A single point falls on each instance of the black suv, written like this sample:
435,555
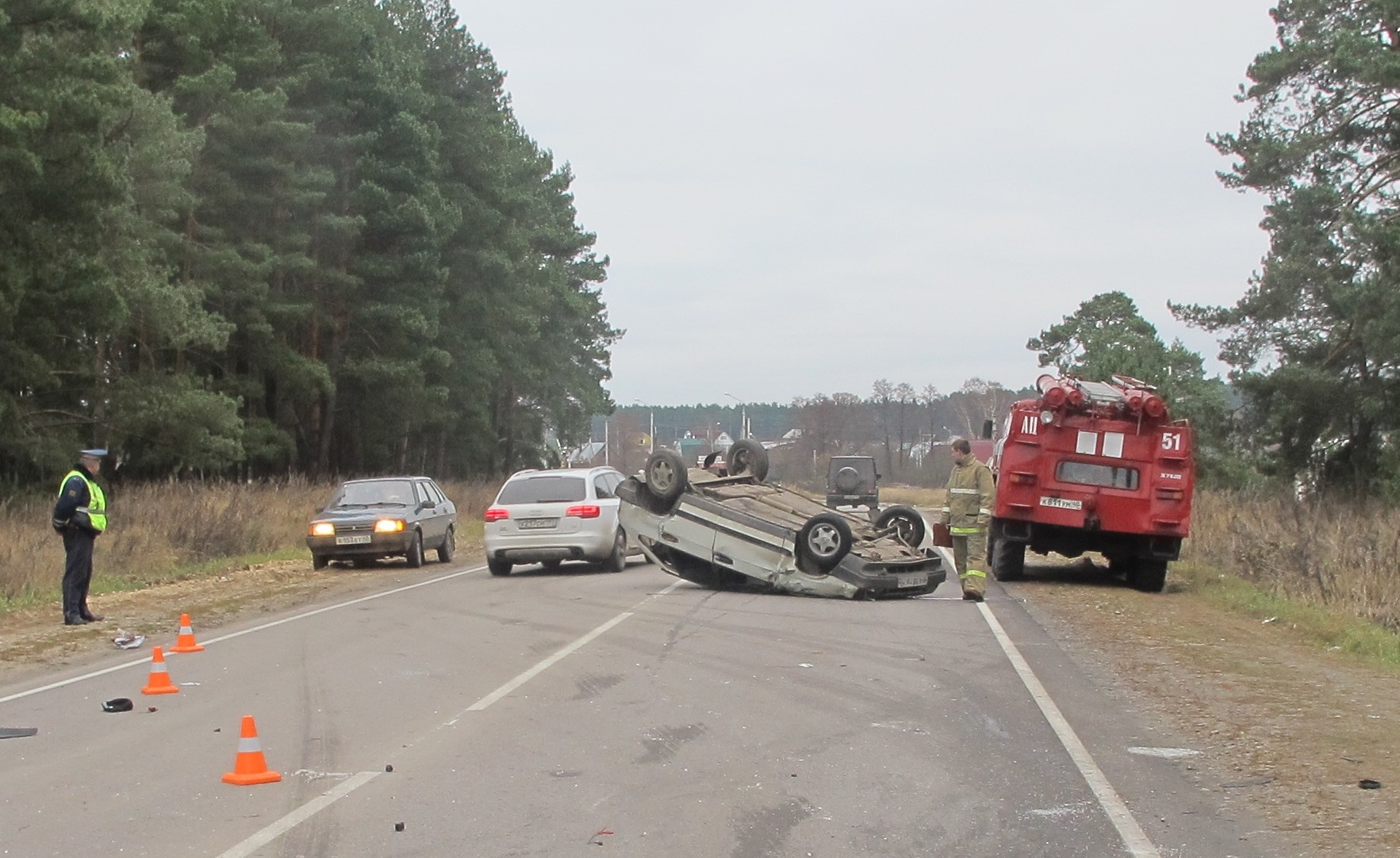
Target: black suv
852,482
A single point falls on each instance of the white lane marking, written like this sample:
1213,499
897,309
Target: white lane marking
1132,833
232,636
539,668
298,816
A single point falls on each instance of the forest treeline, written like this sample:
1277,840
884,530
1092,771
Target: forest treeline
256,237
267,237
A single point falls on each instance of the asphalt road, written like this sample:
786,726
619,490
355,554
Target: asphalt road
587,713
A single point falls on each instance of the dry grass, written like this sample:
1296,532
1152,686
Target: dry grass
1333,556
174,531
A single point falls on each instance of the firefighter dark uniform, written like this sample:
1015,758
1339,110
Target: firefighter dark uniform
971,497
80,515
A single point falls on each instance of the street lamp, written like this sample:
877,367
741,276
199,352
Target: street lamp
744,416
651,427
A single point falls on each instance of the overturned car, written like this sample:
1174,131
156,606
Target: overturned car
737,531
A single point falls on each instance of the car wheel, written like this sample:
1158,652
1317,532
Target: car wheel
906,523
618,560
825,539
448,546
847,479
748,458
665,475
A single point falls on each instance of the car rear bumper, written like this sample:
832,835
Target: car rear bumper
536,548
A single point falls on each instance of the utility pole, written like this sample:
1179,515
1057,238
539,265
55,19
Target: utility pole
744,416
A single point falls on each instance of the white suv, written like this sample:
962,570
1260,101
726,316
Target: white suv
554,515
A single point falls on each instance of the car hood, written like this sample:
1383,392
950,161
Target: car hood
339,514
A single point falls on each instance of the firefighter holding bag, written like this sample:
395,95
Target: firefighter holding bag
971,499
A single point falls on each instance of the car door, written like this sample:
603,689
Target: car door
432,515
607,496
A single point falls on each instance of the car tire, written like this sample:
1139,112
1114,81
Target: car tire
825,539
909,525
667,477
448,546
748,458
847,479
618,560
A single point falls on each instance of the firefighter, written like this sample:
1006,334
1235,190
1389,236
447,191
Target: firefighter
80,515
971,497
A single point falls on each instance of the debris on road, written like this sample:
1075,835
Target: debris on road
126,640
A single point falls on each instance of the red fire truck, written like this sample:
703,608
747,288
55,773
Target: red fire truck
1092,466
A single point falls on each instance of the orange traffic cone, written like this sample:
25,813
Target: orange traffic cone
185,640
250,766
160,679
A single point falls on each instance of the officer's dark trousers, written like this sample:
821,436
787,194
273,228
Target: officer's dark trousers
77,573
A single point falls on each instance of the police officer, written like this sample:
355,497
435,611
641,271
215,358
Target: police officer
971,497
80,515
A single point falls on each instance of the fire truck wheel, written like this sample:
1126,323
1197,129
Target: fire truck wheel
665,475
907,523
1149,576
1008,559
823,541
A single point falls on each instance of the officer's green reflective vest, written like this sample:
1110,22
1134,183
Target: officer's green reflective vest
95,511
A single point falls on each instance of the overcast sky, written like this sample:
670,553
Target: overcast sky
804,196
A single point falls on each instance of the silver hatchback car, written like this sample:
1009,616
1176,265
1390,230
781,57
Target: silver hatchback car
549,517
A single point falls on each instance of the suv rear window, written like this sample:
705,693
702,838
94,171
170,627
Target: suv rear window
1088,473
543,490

* * * * * * *

Task goal:
Copy out every item above word for word, including all the points, but leave out the pictures.

Solved exercise:
A single point falls on each instance of the black suv, written like this sample:
435,555
Target: black suv
852,482
A single point falls on each instance of the white lane marking, written like this sample:
1213,499
897,309
Target: white lane marking
1132,833
232,636
539,668
298,816
A single point falls on each instance of the forest treeline, written like this sample:
1277,840
884,530
1092,771
Target: forest treeline
256,237
267,237
A single point falls on each instance of the asphalt road, written like this sample:
786,726
619,490
355,554
Target: asphalt road
587,713
A single point falls on each instance of the dry grass, written like this sample:
1296,532
1152,686
Target: dry grass
1333,556
174,531
A single point falls on each instance of the firefighter dark uniform, written like this sample:
1015,758
1339,110
Target: firefighter dark uniform
971,497
80,515
A single point falls on each instance of the street lamp, written like this sample:
877,367
741,276
199,352
Target: street lamp
744,416
651,427
A single point falls on each instance of the overturned car, written like this sample:
1174,131
156,606
Target: overturned car
737,531
A single point falls on each instance of the car wheel, written like this sample:
1158,652
1317,532
Target: car wheel
906,523
618,560
825,539
448,546
847,479
748,458
665,475
A single point falls on each instance of the car rear bumper, written like this sample:
832,835
Target: car rear bumper
536,548
A single point falls on each instance of the utility pole, written like this sample:
1179,515
1057,238
539,265
55,19
Target: utility pole
744,416
A single point falls on each instance of the white suv, written like this sample:
962,570
1260,101
726,316
Target: white suv
554,515
A single point falls on each instance of the car hood, written like this sample:
1383,392
950,161
Target: car hood
339,514
A single point falls on each instance of the firefighter holding bag, written like this sample:
395,95
Target: firefighter holding bag
971,499
A single point falls on each instance of the car door, written like this sample:
603,689
Target: car door
432,515
607,496
A single point falls on each instance of the car tire, written like this sample:
1139,112
1114,81
Target: car tire
825,539
909,525
667,477
448,546
748,458
847,479
618,560
A single point falls on each instance of the firefighter, written like this sample:
1006,334
1235,190
1389,236
447,191
Target: firefighter
80,515
971,497
A single point falls on each instance of the debris on road, written like this sample:
1075,835
Target: debris on road
126,640
A single point falls on each instance of the red fire truck, written like this sample:
703,608
747,288
55,773
Target: red fire truck
1092,466
A single point falls on each instance of the orange traffic cone, written like this sample:
25,813
Target: orange traffic cone
185,640
250,766
160,679
A single point falls on each instance of the officer's dark trousers, written like this sample:
821,436
787,194
273,228
Target: officer's dark trousers
77,573
A single point falls on each instance of the police officer, written like this sample:
355,497
435,611
641,271
215,358
Target: police officer
971,497
80,515
A single point falls on each instance of the fire truck wheel, written like this sample:
1126,323
1197,129
Target: fire truck wheel
665,475
907,523
1149,576
1008,559
823,541
A single point falls on each instance of the officer's green reflective vest, written like this sample:
1110,22
1134,183
Target: officer's green reflective vest
95,511
A single point falls on each instance of the overcast sky, written like this sample:
670,553
Target: overcast sky
804,196
A single point falls on each instance of the silver hatchback car, written like this sample:
1009,616
1176,265
1390,230
781,57
Target: silver hatchback car
549,517
A single point falls on each instance of the suv rear window, written like this sample:
705,693
702,838
94,171
170,627
Target: suv rear window
1088,473
543,490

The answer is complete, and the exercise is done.